> **WHAT THE EXERCISE ASKS**
Everything from the line that contains "of the drain" to the end of the listing below, both ends included, is to be transcribed word for word, and nothing else.

****************

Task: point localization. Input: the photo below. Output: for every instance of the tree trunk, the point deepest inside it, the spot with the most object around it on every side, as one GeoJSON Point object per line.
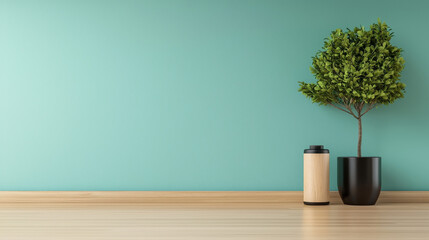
{"type": "Point", "coordinates": [360, 137]}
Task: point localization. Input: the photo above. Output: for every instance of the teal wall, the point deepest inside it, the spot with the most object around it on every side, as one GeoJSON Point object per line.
{"type": "Point", "coordinates": [193, 95]}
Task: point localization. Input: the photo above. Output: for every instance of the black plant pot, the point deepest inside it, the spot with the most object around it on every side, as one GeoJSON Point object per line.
{"type": "Point", "coordinates": [359, 180]}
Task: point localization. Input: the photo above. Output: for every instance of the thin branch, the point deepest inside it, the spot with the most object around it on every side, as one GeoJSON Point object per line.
{"type": "Point", "coordinates": [350, 109]}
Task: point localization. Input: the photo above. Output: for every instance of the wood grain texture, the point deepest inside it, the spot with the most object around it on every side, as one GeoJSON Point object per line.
{"type": "Point", "coordinates": [200, 221]}
{"type": "Point", "coordinates": [316, 177]}
{"type": "Point", "coordinates": [190, 197]}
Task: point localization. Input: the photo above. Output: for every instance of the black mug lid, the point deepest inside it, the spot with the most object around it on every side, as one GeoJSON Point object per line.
{"type": "Point", "coordinates": [316, 149]}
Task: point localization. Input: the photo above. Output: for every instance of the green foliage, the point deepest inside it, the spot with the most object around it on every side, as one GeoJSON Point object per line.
{"type": "Point", "coordinates": [357, 66]}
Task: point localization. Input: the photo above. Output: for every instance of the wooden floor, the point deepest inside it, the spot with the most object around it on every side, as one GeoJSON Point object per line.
{"type": "Point", "coordinates": [213, 221]}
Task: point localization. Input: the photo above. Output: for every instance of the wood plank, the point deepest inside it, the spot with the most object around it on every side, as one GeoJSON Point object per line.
{"type": "Point", "coordinates": [210, 221]}
{"type": "Point", "coordinates": [189, 197]}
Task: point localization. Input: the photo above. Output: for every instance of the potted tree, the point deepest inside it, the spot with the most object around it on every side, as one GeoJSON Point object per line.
{"type": "Point", "coordinates": [356, 71]}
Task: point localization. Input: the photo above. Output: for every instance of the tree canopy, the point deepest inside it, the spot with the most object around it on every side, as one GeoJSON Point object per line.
{"type": "Point", "coordinates": [357, 69]}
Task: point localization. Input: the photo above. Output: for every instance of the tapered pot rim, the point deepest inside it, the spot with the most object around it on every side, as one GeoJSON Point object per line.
{"type": "Point", "coordinates": [359, 157]}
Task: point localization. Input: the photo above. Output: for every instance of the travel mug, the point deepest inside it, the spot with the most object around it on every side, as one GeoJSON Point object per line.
{"type": "Point", "coordinates": [316, 175]}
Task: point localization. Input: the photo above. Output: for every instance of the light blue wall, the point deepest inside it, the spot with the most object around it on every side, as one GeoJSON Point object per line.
{"type": "Point", "coordinates": [193, 95]}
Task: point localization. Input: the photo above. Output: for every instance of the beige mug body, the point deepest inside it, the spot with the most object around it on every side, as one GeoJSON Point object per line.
{"type": "Point", "coordinates": [316, 178]}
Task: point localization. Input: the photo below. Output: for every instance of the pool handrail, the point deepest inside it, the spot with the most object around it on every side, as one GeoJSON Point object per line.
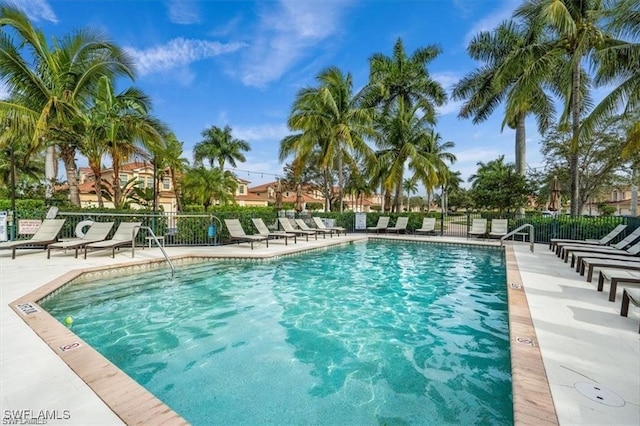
{"type": "Point", "coordinates": [515, 231]}
{"type": "Point", "coordinates": [153, 235]}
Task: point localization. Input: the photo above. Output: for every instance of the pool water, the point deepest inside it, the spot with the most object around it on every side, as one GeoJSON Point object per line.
{"type": "Point", "coordinates": [366, 333]}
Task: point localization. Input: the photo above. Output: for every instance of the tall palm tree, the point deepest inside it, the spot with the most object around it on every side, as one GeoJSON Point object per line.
{"type": "Point", "coordinates": [49, 85]}
{"type": "Point", "coordinates": [404, 77]}
{"type": "Point", "coordinates": [410, 186]}
{"type": "Point", "coordinates": [489, 85]}
{"type": "Point", "coordinates": [330, 120]}
{"type": "Point", "coordinates": [171, 157]}
{"type": "Point", "coordinates": [122, 123]}
{"type": "Point", "coordinates": [573, 31]}
{"type": "Point", "coordinates": [403, 137]}
{"type": "Point", "coordinates": [220, 146]}
{"type": "Point", "coordinates": [619, 63]}
{"type": "Point", "coordinates": [206, 186]}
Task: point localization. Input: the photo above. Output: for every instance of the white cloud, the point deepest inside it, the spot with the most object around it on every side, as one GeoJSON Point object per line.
{"type": "Point", "coordinates": [178, 53]}
{"type": "Point", "coordinates": [36, 10]}
{"type": "Point", "coordinates": [285, 33]}
{"type": "Point", "coordinates": [184, 12]}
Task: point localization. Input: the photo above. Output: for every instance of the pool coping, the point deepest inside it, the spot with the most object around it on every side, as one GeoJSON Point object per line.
{"type": "Point", "coordinates": [133, 404]}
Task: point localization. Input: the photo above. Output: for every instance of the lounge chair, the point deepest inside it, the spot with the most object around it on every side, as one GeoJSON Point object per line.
{"type": "Point", "coordinates": [237, 234]}
{"type": "Point", "coordinates": [264, 231]}
{"type": "Point", "coordinates": [478, 228]}
{"type": "Point", "coordinates": [577, 256]}
{"type": "Point", "coordinates": [601, 242]}
{"type": "Point", "coordinates": [400, 226]}
{"type": "Point", "coordinates": [588, 264]}
{"type": "Point", "coordinates": [629, 295]}
{"type": "Point", "coordinates": [337, 229]}
{"type": "Point", "coordinates": [383, 223]}
{"type": "Point", "coordinates": [124, 236]}
{"type": "Point", "coordinates": [46, 234]}
{"type": "Point", "coordinates": [499, 228]}
{"type": "Point", "coordinates": [303, 225]}
{"type": "Point", "coordinates": [98, 231]}
{"type": "Point", "coordinates": [618, 248]}
{"type": "Point", "coordinates": [428, 226]}
{"type": "Point", "coordinates": [617, 276]}
{"type": "Point", "coordinates": [288, 227]}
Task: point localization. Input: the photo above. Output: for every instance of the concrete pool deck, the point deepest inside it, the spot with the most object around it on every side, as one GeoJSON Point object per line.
{"type": "Point", "coordinates": [589, 351]}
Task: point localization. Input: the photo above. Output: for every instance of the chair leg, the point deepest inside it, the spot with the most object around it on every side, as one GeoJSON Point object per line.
{"type": "Point", "coordinates": [624, 309]}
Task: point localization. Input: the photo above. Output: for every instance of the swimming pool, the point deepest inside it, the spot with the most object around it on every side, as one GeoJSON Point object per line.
{"type": "Point", "coordinates": [377, 332]}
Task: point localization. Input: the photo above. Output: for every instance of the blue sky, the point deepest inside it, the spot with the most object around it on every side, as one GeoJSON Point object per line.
{"type": "Point", "coordinates": [241, 63]}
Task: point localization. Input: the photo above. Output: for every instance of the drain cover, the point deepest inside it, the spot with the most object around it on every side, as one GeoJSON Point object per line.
{"type": "Point", "coordinates": [599, 394]}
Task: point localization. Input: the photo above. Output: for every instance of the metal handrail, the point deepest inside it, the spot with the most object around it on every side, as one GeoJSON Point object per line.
{"type": "Point", "coordinates": [515, 231]}
{"type": "Point", "coordinates": [215, 238]}
{"type": "Point", "coordinates": [133, 246]}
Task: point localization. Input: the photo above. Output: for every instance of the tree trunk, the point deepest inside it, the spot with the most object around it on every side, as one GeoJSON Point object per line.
{"type": "Point", "coordinates": [96, 168]}
{"type": "Point", "coordinates": [50, 171]}
{"type": "Point", "coordinates": [68, 154]}
{"type": "Point", "coordinates": [117, 192]}
{"type": "Point", "coordinates": [521, 145]}
{"type": "Point", "coordinates": [575, 126]}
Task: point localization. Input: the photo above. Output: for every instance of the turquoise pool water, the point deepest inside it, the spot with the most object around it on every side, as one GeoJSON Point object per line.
{"type": "Point", "coordinates": [368, 333]}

****************

> **TASK RESPONSE**
Task: point localization. Input: the photo above. Output: for every instance of the drain cover, the point deepest inside it, the spot with the most object around it on every side, as one GeoJSON Point object per line.
{"type": "Point", "coordinates": [599, 394]}
Task: point localization. Input: the photo above. Output: for every instance of the metal handrail, the point deepest inside it, the spot with the most object around it on every side, as one GeoJSON Point object per line.
{"type": "Point", "coordinates": [515, 231]}
{"type": "Point", "coordinates": [215, 238]}
{"type": "Point", "coordinates": [133, 246]}
Task: point localization. Input: the photo above. Output: for every instance of the tree trunk, the point deepest inside it, the spot with the most object around it on every side, as one GeoJSON Point object per line.
{"type": "Point", "coordinates": [96, 168]}
{"type": "Point", "coordinates": [50, 171]}
{"type": "Point", "coordinates": [68, 154]}
{"type": "Point", "coordinates": [117, 192]}
{"type": "Point", "coordinates": [521, 145]}
{"type": "Point", "coordinates": [575, 126]}
Task: point localization. Input: the photo above. Output: for every instance of the turquoise pool water, the point deepest inside it, the spot with the most object around it on every side, as one GeoJSON Point object per line.
{"type": "Point", "coordinates": [368, 333]}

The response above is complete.